_Task description:_ Return every line below that contains the string "accurate", treating uppercase and lowercase letters as distinct.

BEGIN Information

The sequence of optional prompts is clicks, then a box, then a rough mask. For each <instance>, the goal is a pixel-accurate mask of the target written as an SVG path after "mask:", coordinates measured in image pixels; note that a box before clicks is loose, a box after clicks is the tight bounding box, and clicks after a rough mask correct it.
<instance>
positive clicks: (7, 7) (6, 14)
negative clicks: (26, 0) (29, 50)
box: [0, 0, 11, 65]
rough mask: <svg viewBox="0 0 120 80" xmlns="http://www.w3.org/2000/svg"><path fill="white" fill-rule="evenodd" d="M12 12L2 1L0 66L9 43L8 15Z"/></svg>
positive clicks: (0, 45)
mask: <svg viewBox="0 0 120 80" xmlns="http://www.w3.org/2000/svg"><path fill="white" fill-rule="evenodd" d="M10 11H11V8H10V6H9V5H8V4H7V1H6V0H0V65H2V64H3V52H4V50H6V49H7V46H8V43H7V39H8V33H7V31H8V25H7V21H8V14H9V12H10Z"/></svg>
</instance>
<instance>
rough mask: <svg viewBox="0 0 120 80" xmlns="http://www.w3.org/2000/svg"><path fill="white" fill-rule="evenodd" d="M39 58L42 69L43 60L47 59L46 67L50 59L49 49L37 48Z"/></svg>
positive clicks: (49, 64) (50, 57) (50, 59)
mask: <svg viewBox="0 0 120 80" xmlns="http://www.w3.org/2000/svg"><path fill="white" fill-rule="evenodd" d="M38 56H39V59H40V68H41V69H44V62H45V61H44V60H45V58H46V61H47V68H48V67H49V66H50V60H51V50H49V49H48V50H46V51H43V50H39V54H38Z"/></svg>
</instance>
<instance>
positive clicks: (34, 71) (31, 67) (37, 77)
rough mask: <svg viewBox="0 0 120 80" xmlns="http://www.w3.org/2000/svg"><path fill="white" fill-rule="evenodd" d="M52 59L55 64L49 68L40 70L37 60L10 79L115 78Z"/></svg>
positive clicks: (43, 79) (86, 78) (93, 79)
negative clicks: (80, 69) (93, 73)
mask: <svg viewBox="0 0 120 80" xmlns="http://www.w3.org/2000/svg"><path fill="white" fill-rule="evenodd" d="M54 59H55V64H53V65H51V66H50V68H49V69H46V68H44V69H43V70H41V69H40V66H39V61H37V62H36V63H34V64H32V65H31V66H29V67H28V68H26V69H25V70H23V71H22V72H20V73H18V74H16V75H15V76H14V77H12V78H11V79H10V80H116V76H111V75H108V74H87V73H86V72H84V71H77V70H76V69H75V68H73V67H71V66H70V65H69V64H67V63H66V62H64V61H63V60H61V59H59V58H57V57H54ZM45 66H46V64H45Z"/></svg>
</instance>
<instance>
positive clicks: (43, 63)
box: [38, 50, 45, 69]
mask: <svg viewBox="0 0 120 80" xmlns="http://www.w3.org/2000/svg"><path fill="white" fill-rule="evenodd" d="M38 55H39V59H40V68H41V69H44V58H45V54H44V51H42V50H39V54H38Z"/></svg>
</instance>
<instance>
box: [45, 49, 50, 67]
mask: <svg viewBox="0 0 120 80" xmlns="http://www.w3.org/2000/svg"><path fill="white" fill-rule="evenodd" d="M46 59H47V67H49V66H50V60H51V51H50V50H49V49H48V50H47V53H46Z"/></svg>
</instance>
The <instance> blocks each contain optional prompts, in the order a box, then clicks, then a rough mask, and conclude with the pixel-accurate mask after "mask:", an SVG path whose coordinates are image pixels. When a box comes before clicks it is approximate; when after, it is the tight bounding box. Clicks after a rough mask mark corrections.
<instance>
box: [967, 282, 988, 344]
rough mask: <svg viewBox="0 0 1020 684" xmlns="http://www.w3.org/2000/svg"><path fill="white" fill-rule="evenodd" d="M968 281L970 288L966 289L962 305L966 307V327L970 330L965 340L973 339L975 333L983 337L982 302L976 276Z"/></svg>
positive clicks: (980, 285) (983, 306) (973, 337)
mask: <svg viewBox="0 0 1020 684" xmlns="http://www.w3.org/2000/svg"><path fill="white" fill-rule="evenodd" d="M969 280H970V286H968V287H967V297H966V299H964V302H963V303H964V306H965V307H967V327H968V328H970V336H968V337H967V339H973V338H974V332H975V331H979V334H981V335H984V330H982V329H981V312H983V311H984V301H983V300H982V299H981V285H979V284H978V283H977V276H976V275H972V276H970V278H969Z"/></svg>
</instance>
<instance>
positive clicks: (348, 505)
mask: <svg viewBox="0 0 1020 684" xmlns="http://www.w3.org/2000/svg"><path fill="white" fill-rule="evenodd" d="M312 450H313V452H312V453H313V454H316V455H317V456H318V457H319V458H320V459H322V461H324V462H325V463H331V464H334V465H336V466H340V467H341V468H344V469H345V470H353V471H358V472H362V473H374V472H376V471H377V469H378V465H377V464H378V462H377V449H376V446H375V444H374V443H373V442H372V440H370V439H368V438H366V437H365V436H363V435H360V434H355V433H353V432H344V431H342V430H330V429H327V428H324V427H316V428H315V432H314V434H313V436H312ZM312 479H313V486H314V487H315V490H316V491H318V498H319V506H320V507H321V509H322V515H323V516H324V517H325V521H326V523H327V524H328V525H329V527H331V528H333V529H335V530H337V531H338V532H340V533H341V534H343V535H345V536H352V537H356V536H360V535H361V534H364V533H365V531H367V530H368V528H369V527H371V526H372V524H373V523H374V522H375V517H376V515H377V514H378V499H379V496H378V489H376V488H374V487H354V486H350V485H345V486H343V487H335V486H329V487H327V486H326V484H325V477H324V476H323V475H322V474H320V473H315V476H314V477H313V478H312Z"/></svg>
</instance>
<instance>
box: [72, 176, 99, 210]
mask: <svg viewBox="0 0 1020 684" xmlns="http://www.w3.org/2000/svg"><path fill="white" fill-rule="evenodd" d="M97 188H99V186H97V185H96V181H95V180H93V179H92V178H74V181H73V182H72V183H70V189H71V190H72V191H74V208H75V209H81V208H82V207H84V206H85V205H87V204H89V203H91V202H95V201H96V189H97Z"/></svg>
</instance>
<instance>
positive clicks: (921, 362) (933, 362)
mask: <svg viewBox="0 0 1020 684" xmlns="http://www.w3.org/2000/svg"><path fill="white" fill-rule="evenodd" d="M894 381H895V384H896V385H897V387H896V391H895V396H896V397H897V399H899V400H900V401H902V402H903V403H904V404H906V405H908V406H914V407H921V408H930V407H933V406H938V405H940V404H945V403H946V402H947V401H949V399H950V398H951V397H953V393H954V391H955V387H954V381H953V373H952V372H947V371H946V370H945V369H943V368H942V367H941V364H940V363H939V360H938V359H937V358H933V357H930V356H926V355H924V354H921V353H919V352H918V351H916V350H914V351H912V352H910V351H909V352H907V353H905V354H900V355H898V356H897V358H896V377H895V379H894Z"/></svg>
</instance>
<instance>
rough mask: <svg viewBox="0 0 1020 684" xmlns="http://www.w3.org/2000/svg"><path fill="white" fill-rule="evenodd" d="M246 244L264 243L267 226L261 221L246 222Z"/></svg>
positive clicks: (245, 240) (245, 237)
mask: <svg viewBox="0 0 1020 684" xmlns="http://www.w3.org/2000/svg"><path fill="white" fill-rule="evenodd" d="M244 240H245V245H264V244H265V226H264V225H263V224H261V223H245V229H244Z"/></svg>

END Information

_Exercise result:_
The sequence of optional prompts is clicks, then a box, then a rough mask. For each <instance>, the goal is a pixel-accurate mask of the target written as an SVG path after "mask:", coordinates measured in image pixels; note that a box before clicks is loose, a box after clicks is the tight bounding box, and clicks after a rough mask correct it.
The <instance> blocks each contain optional prompts, in the order a box, then clicks, then a rough mask, and conclude with the pixel-accurate mask after "mask:", an SVG path whose coordinates are image pixels. When a box comes before clicks it is approximate; when after, it is the tight bounding box. Clicks after a rough mask mark corrections.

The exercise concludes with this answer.